**** 阅读选段 ****
这就是大概的过程，我的代码实现中使用了 JumpException 这个东西，就是为了遇到跳转指令，直接停止指针的继续移动，重新判断移动哪个指针。

关键代码

/**
* 条件分支语句
* @param $jump_pointer
* @param $next_pointer
* home.php?mod=space&uid=155549 mixed
* @throws \Exception
*/
protected function _jnz($jump_pointer, $next_pointer)
{
   if ($jump_pointer < $next_pointer) {
   throw new \Exception('jump pointer < next pointer');
   }

   // 备份 $asmTree
   $asmTreeElse = $asmTreeStmts = $asmTree = $this->asmTree;
   $asmTreePointer = count($this->asmTree);

   // 并分别走 stmts 块和 else 块
   ++$this->jnzStack;
   while ($jump_pointer != $next_pointer) {
   if (($jump_pointer > $next_pointer && $next_pointer > 0) || $jump_pointer < 0) {
   $this->asmTree = $asmTreeElse;
   try {
   $next_pointer = $this->dissect($next_pointer, $jump_pointer);
   } catch (JumpException $exception) {
   $next_pointer = $exception->jump_pointer;
   }
   $asmTreeElse = $this->asmTree;
   } else {
   $this->asmTree = $asmTreeStmts;
   try {
   $jump_pointer = $this->dissect($jump_pointer, $next_pointer);
   } catch (JumpException $exception) {
   $jump_pointer = $exception->jump_pointer;
   }
   $asmTreeStmts = $this->asmTree;
   }
   }
   --$this->jnzStack;

   // 检测循环
   $asmTreeStmtsLastOne = $asmTreeStmts[count($asmTreeStmts) - 1];
   $loop_begin = false;
   if ($asmTreeStmtsLastOne['asm'] == 'loop_end') {
   $loop_begin = $asmTreeStmtsLastOne['args']['begin'];
   array_pop($asmTreeStmts);
   $asmTreeElse[] = [
   'asm' => 'iter_break',
   'args' => [],
   ];
   }

   // 恢复 $asmTree
   $this->asmTree = $asmTree;

   // 构造 if 指令
   $this->asmTree[] = [
   'asm' => 'if [esp]',
   'args' => [
   'stmts' => array_slice($asmTreeStmts, $asmTreePointer),
   'else' => array_slice($asmTreeElse, $asmTreePointer),
   ],
   ];

   // 构造 loop 指令
   if ($loop_begin !== false) {
   $loop_stmts = array_slice($this->asmTree, $loop_begin);
   $this->asmTree = array_slice($this->asmTree, 0, $loop_begin);
   $this->asmTree[] = [
   'asm' => 'loop',
   'args' => [
   'stmts' => $loop_stmts,
   ],
   ];
   }

   return $next_pointer;
}

代码中对循环也做出了判断，如果指针往已经运行过的地方跳转，就是循环了，循环。
****
-- 练习目标 --
用两句话概括上面这段关于条件分支处理的阅读选段。
**** 数据摘录 ****
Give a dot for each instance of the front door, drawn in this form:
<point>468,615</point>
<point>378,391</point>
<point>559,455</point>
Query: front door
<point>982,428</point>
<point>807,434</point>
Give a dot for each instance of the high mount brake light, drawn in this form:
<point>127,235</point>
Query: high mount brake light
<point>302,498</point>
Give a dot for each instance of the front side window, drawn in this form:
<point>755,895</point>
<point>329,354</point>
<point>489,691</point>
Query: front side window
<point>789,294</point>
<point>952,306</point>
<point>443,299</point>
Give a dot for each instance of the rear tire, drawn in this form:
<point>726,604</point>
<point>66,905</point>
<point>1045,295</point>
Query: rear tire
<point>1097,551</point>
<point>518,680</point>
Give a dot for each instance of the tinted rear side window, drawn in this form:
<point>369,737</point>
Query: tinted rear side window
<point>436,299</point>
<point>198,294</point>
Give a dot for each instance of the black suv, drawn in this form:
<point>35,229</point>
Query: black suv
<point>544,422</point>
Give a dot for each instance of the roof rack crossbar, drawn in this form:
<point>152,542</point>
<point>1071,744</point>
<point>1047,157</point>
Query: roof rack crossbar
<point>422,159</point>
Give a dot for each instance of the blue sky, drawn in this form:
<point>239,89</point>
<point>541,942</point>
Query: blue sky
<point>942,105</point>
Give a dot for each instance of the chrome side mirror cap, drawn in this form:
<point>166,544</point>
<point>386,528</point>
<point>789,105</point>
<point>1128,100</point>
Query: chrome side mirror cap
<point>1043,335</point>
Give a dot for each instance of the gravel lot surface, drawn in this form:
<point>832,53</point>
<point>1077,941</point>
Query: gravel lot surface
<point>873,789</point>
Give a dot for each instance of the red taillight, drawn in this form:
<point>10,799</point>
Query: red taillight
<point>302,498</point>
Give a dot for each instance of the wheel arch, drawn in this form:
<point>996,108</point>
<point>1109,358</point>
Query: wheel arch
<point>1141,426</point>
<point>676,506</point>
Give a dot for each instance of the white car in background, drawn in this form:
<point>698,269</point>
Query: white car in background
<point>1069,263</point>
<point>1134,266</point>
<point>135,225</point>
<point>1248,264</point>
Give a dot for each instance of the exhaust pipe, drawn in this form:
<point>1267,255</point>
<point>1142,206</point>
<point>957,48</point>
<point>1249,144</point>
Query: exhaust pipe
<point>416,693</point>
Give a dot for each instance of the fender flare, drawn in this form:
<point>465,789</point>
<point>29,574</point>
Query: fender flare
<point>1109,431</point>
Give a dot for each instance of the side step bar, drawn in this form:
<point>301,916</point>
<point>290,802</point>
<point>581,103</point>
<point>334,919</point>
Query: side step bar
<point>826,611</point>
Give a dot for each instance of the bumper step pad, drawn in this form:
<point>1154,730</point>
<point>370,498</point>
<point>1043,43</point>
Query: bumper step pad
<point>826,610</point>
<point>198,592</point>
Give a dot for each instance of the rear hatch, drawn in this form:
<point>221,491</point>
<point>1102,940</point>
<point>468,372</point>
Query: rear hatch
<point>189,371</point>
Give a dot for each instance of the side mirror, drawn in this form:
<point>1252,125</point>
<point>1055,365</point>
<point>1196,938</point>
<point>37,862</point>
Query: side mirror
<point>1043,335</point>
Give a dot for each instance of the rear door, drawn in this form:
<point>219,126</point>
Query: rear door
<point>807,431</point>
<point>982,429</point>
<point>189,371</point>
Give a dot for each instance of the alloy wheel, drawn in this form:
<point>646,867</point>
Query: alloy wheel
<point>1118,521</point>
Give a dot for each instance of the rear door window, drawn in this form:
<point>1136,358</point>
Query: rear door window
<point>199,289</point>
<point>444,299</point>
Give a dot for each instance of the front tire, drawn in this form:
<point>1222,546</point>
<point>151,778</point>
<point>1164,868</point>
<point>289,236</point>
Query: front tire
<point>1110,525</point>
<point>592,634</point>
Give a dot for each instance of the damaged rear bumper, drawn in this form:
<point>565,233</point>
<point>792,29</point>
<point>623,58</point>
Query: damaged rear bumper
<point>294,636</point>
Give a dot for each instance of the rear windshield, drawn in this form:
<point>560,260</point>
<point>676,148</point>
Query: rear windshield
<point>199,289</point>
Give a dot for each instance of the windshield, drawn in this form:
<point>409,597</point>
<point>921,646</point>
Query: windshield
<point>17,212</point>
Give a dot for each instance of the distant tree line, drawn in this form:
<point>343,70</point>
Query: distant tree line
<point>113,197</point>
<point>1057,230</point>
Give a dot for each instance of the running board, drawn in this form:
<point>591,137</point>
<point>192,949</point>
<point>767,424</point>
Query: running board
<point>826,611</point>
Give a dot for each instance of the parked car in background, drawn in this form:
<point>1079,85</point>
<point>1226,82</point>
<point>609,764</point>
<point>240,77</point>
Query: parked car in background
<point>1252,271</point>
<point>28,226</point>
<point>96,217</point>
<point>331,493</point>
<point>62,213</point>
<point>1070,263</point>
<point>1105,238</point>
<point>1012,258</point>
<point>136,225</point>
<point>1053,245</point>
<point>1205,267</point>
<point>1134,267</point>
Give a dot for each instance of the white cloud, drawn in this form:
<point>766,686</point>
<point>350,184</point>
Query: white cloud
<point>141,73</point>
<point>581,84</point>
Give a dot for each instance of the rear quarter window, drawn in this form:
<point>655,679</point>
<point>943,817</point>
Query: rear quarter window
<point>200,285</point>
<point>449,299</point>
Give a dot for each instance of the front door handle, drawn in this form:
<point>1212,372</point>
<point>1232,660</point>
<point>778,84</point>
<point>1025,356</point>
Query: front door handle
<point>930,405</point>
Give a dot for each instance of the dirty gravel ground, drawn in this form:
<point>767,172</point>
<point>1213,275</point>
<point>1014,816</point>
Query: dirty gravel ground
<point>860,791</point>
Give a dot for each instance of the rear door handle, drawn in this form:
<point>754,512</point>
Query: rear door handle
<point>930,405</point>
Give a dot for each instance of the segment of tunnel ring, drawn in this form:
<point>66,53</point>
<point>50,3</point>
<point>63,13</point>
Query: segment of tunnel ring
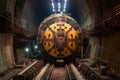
<point>49,42</point>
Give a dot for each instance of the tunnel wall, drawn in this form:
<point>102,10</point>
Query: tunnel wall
<point>6,51</point>
<point>106,49</point>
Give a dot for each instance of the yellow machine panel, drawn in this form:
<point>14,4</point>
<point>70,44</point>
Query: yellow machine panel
<point>59,36</point>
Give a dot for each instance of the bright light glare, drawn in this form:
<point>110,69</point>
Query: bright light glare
<point>65,3</point>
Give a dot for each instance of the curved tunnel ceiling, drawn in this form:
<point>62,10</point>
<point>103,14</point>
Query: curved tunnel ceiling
<point>30,13</point>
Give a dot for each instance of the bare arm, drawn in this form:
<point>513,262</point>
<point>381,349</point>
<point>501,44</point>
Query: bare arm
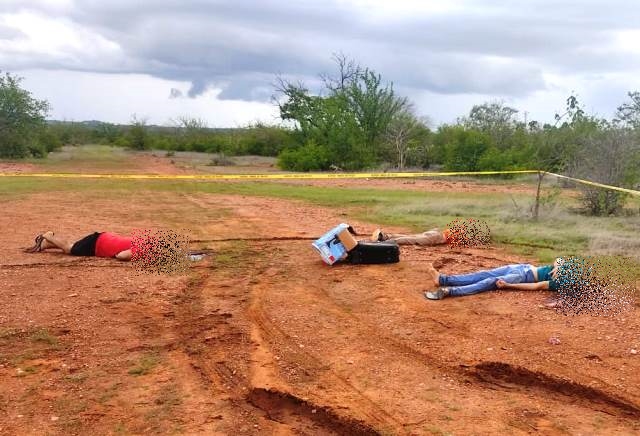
<point>540,286</point>
<point>124,255</point>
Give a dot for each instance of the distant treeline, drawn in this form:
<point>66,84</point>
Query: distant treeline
<point>358,122</point>
<point>186,135</point>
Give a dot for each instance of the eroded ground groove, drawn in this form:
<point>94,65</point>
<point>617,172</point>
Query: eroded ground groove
<point>287,408</point>
<point>505,376</point>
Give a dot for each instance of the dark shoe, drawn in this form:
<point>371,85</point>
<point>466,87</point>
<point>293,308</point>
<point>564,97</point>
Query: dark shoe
<point>438,294</point>
<point>37,246</point>
<point>377,235</point>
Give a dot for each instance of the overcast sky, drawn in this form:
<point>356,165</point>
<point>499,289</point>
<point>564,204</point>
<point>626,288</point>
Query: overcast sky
<point>217,60</point>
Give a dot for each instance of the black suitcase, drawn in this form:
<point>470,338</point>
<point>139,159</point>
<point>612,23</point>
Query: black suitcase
<point>374,252</point>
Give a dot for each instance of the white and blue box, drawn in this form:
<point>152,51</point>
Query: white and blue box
<point>334,245</point>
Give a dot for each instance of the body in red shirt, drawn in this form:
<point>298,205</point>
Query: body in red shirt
<point>109,244</point>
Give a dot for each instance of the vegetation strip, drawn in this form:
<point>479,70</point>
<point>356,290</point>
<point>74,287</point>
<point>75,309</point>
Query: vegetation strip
<point>312,176</point>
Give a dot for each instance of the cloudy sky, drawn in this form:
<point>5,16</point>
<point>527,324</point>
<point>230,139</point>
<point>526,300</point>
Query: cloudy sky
<point>217,60</point>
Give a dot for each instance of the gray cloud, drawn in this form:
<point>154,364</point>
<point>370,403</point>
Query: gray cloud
<point>491,47</point>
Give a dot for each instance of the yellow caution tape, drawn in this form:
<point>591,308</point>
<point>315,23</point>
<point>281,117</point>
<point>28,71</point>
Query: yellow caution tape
<point>265,176</point>
<point>309,176</point>
<point>599,185</point>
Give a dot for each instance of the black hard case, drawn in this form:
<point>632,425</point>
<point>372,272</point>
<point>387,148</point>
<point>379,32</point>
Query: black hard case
<point>374,252</point>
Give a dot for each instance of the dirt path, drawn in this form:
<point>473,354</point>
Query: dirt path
<point>263,338</point>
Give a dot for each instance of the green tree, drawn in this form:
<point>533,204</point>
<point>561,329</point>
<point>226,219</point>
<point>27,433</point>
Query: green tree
<point>464,149</point>
<point>495,119</point>
<point>138,136</point>
<point>405,134</point>
<point>22,120</point>
<point>349,120</point>
<point>628,113</point>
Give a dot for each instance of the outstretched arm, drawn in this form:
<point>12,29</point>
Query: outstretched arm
<point>124,255</point>
<point>540,286</point>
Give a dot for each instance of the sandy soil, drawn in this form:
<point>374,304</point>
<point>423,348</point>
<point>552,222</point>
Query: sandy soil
<point>261,337</point>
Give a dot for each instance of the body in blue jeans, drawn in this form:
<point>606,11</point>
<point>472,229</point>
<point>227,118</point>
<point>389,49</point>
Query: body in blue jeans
<point>481,281</point>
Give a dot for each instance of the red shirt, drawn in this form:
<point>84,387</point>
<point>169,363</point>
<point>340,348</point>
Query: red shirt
<point>110,244</point>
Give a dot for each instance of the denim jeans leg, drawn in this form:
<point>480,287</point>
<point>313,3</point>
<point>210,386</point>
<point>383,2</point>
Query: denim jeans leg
<point>471,278</point>
<point>488,284</point>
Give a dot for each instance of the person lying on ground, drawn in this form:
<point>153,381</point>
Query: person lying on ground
<point>428,238</point>
<point>100,244</point>
<point>522,277</point>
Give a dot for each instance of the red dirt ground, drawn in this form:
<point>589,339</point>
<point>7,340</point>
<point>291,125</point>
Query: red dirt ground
<point>263,338</point>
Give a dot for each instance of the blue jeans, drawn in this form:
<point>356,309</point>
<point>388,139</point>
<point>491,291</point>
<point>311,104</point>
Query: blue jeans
<point>481,281</point>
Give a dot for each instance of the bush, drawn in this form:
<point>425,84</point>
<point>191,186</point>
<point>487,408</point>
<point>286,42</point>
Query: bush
<point>21,120</point>
<point>310,157</point>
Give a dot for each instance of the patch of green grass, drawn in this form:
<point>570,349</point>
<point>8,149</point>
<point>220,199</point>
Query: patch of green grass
<point>557,232</point>
<point>23,357</point>
<point>437,431</point>
<point>43,335</point>
<point>145,365</point>
<point>79,377</point>
<point>119,429</point>
<point>7,332</point>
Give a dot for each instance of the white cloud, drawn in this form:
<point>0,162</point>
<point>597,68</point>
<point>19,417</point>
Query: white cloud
<point>445,55</point>
<point>115,98</point>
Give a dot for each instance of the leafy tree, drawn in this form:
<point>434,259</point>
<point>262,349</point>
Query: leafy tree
<point>405,134</point>
<point>609,156</point>
<point>464,149</point>
<point>494,119</point>
<point>628,114</point>
<point>22,120</point>
<point>349,120</point>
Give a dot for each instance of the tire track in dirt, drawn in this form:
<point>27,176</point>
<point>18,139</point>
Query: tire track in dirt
<point>313,369</point>
<point>502,376</point>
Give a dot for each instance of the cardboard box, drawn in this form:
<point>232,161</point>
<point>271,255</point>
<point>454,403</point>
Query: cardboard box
<point>347,239</point>
<point>334,245</point>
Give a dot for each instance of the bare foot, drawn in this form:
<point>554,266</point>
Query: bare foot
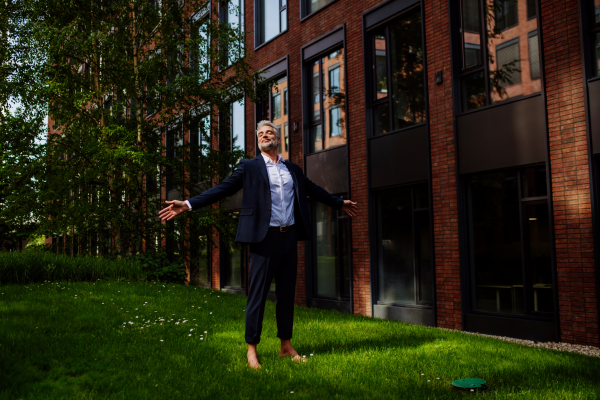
<point>253,357</point>
<point>288,351</point>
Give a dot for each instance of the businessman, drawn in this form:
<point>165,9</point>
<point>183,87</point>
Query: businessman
<point>273,217</point>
****
-- 参考答案 --
文中的代码实现使用了 JumpException，遇到跳转指令时直接停止指针继续移动，并重新判断移动哪个指针。代码也对循环作出判断：如果指针往已经运行过的地方跳转，就是循环。